▶ [TO DO]
1 – In the post on movie-review guidelines, why does the author give the guideline "Review the movie"? Answer in one to three sentences.
2 – Extend the post on movie-review guidelines past its final sentence.

▶ [TEXT SEGMENT]
************

October 22, 2007 4:17 AM

think I've mentioned before that I love reading good reviews for bad movies. A good bad-movie review can be really funny and entertaining. Like everything else, though, there are bad bad-movie reviews. And, of course, there are stupid bad-movie reviews. I found this example of a stupid bad-movie review, written by Armond White, the other day while looking on Rotten Tomatoes at the reviews of Tyler Perry's Why Did I Get Married?. Mr. White's review would border on offensive if it wasn't so stupid. So it promopted me to come up with a few general guidelines for writing a successful movie review:


  1. Review the movie. For a large portion of the review, Mr. White's not so much reviewing the movie as he is talking about how awesome Mr. Perry is and how stupid white people are. He also spends a lot of time irrationally insulting other movies that most people consider to be really, really good.

************

▶ [Stored records]
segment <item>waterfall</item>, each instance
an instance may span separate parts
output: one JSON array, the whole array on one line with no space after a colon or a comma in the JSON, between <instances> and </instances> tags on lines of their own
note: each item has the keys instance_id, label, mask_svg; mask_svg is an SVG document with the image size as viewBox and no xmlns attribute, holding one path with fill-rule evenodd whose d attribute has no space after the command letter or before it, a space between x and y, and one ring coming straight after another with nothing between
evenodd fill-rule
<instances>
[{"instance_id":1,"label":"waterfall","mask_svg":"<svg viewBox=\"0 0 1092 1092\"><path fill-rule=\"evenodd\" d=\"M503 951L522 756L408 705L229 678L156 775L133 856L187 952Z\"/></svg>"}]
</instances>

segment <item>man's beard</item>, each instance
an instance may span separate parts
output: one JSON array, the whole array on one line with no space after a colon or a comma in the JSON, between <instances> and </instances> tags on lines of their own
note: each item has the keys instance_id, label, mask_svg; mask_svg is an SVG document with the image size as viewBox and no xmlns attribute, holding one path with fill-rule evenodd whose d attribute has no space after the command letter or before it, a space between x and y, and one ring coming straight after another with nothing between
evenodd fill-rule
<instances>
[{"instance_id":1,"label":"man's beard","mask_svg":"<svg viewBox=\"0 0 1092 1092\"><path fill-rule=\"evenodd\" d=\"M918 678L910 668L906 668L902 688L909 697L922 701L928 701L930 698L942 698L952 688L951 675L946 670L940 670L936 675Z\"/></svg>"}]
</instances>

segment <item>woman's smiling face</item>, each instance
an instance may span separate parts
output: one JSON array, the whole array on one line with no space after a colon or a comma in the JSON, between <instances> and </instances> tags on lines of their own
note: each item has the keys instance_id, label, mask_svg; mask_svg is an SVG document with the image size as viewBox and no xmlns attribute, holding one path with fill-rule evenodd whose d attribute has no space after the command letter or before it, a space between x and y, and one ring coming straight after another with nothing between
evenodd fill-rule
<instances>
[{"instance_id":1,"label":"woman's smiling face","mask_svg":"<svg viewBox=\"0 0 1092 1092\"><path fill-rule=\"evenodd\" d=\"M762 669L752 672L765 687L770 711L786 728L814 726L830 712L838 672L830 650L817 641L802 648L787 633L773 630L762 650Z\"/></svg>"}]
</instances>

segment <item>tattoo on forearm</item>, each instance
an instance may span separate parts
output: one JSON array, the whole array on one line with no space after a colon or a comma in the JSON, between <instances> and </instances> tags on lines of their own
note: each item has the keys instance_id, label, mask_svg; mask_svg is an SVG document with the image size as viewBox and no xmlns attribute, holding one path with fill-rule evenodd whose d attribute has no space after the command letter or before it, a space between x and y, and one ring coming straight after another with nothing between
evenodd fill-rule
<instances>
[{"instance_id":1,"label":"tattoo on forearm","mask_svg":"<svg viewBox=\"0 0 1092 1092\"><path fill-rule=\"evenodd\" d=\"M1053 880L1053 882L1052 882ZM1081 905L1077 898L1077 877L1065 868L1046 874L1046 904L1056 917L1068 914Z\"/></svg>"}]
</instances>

************

▶ [THE REPLIES]
1 – For a large portion of Armond White's review of Tyler Perry's Why Did I Get Married?, White is not reviewing the movie. He is instead talking about how awesome Perry is and how stupid white people are, and he also spends a lot of time irrationally insulting other movies that most people consider really good.

2 –
  2. Don't spend a lot of time irrationally insulting other movies that most people consider to be really, really good. Mr. White takes not one but two cheap--and completely nonsensical--shots at Knocked Up. First, he says that Why Did I Get Married tackles "issues of trust, infidelity, career envy and classic chauvinism" which "are basic male/female truths, unlike Knocked Up whose crass jokes are lies that the white middle-class tells itself." What the fuck does that even mean? Seriously, what meaning does that particular combination of words hold? It means nothing--it's a fucking worthless insult that Mr. White thinks is clever and insightful. Well, fuck him. He goes on:
    Nothing in Knocked Up is as meaningful as Perry's spectacle of men who must restrain their anger physically or his politically incorrect fashion show of women proudly, luxuriously wearing furs as signs of pleasure and achievement.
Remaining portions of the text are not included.